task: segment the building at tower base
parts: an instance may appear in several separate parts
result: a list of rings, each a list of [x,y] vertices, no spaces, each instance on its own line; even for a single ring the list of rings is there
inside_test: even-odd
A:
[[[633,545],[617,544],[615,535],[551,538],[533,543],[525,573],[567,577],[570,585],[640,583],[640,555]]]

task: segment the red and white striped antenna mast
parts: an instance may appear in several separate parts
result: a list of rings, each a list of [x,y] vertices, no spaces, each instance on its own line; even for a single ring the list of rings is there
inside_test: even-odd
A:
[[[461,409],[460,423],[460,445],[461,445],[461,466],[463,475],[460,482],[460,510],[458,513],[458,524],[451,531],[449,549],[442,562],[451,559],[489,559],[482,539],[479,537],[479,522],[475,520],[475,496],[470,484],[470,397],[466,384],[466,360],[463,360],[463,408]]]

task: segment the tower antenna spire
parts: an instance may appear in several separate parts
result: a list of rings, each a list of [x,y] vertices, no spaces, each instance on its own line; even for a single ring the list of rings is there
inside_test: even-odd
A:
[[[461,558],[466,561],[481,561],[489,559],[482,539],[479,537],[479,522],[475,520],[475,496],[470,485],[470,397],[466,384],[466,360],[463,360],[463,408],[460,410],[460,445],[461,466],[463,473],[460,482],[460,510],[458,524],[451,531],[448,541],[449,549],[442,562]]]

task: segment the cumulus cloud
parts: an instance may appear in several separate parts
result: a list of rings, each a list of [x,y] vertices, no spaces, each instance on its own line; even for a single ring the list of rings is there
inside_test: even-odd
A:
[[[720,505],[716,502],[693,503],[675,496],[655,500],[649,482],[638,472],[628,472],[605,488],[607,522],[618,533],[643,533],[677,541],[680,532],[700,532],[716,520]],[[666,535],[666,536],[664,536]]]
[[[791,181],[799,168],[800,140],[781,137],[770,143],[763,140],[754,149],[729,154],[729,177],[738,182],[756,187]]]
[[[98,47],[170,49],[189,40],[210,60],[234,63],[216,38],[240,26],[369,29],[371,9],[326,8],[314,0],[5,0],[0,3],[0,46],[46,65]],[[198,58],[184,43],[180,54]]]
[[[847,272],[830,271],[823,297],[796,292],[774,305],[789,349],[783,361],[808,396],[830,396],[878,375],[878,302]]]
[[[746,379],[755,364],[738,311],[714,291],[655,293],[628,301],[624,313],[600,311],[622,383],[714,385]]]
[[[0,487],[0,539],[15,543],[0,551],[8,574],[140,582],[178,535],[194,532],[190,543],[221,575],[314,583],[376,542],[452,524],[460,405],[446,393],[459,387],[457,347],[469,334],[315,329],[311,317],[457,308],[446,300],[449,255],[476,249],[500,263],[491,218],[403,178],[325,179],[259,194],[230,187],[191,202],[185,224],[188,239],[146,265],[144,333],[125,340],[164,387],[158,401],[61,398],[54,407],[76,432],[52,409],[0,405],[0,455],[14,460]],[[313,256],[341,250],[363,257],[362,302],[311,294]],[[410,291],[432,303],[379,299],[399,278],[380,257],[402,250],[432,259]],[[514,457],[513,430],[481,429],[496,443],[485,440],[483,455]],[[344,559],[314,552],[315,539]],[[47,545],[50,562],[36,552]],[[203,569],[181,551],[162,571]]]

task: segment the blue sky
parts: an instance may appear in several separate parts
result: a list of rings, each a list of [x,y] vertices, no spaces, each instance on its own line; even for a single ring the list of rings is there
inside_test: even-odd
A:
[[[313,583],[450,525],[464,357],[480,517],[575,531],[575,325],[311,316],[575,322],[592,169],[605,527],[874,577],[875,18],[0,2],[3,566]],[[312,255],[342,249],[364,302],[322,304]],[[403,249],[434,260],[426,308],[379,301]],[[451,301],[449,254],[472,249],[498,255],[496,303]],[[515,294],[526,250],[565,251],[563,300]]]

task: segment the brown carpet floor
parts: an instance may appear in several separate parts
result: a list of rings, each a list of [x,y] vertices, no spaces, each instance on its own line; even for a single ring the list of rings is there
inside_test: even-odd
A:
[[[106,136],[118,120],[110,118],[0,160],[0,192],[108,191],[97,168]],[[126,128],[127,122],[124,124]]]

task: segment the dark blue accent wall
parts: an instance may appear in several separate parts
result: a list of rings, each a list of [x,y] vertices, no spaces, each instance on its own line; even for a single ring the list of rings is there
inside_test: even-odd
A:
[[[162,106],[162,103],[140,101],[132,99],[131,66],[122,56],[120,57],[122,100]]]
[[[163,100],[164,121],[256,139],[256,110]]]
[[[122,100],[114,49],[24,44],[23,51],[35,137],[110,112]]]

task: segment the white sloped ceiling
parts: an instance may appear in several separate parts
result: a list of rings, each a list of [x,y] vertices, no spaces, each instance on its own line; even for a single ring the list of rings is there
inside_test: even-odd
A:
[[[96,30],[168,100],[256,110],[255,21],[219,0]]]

· · · · · · ·

» **Given request**
In the entries above, find the line containing "task: segment the white sloped ceiling". Set down that line and every line after it through the last one, exactly and alone.

» **Written answer**
task: segment the white sloped ceiling
parts: an instance may appear in several separate parts
result: a list of rings, each a list of [x,y] vertices, no spaces, each instance on its own line; even for a single ring the list of rings is there
inside_test: even-odd
A:
[[[96,30],[168,100],[256,110],[255,21],[219,0]]]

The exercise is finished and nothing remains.